> [Directive]:
According to the passage on NaCl particle size and AlSi12 particle formation below, what range of AlSi12 particle diameters is obtained when the NaCl particle size is within the 150-250 μm range?

> [Given passage]:
· · · · ·

The effects of NaCl particle size on the morphology and size of the AlSi12 particles at 750 °C are shown in Fig. 2B. The alloy particle size continuously decreases with decreasing NaCl particle size. For instance, alloy particles with diameters of 50-100 μm can be generated if the size of the NaCl particles is rNaCl≥500 μm (Fig. 2(B-a)). AlSi12 particles with diameters of 25-80 μm can be obtained when NaCl particle size is within the 150-250 μm range (Fig. 2(B-b)). Further reductions in AlSi12 particle size were achieved using NaCl particles with diameters of 50≤rNaCl ≤150 μm (Fig. 2(B-c)) and rNaCl ≤50 μm (Fig. 2(B-d)). In the latter case, the diameter of the alloy particles decreased to less than 40 μm. It is likely that the grouping of large NaCl particles forms wide voids that can fit several Al and Si particles. Consequently, the melting and merging of Al droplets produces alloy particles with large diameters. On the other hand, small NaCl particles generate small-scale voids that can only fit one or two particles. In this case, the size of the alloy particles tends to be closer to the size of the precursor aluminum (i.e. smaller particle size).

· · · · ·

> [Record list]:
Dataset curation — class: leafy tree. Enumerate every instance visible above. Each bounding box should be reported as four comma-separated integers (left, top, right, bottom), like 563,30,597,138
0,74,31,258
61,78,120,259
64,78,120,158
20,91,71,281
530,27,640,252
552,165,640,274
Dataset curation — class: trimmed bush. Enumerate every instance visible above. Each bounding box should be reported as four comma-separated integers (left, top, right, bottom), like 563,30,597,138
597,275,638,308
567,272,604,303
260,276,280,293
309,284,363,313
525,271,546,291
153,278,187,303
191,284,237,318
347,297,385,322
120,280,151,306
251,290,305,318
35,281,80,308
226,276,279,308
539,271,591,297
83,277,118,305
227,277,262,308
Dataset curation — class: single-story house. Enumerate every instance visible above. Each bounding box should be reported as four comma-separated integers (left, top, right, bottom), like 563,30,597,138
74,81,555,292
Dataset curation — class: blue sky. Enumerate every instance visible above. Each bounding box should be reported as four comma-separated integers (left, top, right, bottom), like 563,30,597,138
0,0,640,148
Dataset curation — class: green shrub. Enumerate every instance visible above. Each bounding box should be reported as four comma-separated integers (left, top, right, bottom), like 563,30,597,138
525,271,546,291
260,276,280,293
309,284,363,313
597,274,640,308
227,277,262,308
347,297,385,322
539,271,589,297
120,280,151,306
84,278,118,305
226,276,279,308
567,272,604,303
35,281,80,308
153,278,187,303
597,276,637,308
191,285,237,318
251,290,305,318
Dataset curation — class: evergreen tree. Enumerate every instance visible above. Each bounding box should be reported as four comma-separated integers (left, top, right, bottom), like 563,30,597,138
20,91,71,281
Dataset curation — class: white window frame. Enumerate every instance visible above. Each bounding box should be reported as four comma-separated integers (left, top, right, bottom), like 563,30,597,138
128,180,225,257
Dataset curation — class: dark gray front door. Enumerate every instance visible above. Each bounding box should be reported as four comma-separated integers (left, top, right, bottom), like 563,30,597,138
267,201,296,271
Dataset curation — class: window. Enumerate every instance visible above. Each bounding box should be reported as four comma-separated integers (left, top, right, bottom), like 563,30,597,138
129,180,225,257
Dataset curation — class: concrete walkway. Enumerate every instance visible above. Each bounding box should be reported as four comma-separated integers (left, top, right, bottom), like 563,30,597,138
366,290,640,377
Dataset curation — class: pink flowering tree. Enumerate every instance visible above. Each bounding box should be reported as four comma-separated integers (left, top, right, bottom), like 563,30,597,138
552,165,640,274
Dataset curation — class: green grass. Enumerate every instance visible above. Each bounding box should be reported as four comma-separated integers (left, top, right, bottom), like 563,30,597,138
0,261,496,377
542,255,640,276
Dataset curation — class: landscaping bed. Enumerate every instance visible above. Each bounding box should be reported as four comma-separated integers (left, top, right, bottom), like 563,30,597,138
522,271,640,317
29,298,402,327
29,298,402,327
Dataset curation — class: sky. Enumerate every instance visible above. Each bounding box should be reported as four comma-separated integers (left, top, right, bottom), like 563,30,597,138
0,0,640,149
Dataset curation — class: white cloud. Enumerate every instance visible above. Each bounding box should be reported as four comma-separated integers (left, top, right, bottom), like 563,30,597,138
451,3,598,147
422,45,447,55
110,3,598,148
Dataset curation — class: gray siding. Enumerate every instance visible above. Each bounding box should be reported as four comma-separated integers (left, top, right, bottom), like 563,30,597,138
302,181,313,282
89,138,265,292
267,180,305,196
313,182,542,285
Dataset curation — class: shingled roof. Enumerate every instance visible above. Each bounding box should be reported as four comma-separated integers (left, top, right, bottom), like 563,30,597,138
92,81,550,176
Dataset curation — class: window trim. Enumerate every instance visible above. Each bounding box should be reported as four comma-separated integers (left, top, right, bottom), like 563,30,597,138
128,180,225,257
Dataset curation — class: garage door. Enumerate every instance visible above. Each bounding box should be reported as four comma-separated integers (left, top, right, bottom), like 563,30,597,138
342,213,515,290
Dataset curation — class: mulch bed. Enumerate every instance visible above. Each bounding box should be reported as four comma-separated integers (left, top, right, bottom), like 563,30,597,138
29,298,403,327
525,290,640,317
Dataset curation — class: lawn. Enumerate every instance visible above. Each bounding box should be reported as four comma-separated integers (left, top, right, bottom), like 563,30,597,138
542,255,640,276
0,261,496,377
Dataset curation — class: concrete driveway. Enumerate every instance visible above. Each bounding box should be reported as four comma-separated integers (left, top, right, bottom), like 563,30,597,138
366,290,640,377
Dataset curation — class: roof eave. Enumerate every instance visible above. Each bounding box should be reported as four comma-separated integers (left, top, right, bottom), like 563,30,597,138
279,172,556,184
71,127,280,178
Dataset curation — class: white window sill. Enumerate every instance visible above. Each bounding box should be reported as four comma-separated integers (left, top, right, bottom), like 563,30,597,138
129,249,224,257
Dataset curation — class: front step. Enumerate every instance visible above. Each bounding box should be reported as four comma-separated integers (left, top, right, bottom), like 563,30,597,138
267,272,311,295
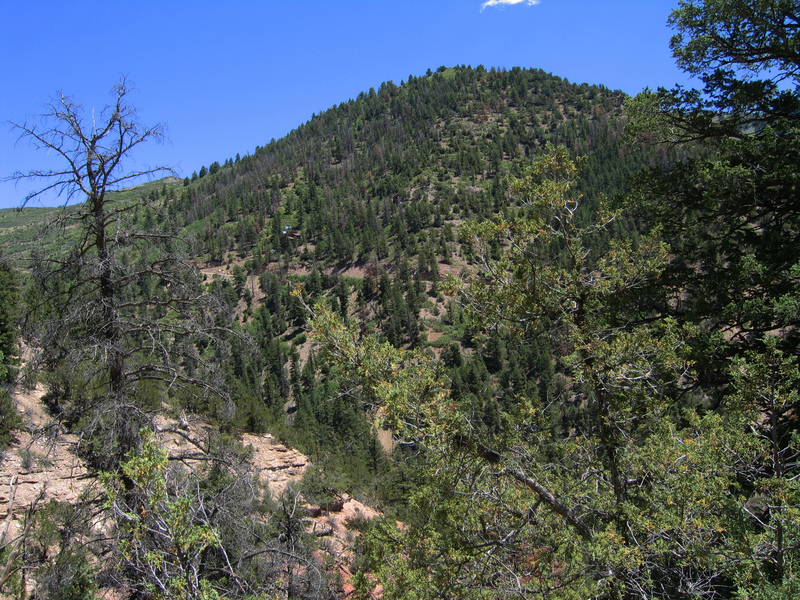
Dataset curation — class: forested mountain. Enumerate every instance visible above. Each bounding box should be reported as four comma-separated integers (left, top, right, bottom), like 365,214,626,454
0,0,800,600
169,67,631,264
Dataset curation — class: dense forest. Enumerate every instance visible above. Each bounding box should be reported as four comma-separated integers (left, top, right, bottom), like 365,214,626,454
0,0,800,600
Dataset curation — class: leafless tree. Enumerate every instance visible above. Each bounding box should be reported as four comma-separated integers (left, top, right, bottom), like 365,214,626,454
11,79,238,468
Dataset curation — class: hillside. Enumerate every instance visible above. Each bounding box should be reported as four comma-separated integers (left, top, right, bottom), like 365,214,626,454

· · · · ·

> [The result]:
AlSi12 particles with diameters of 25-80 μm are obtained.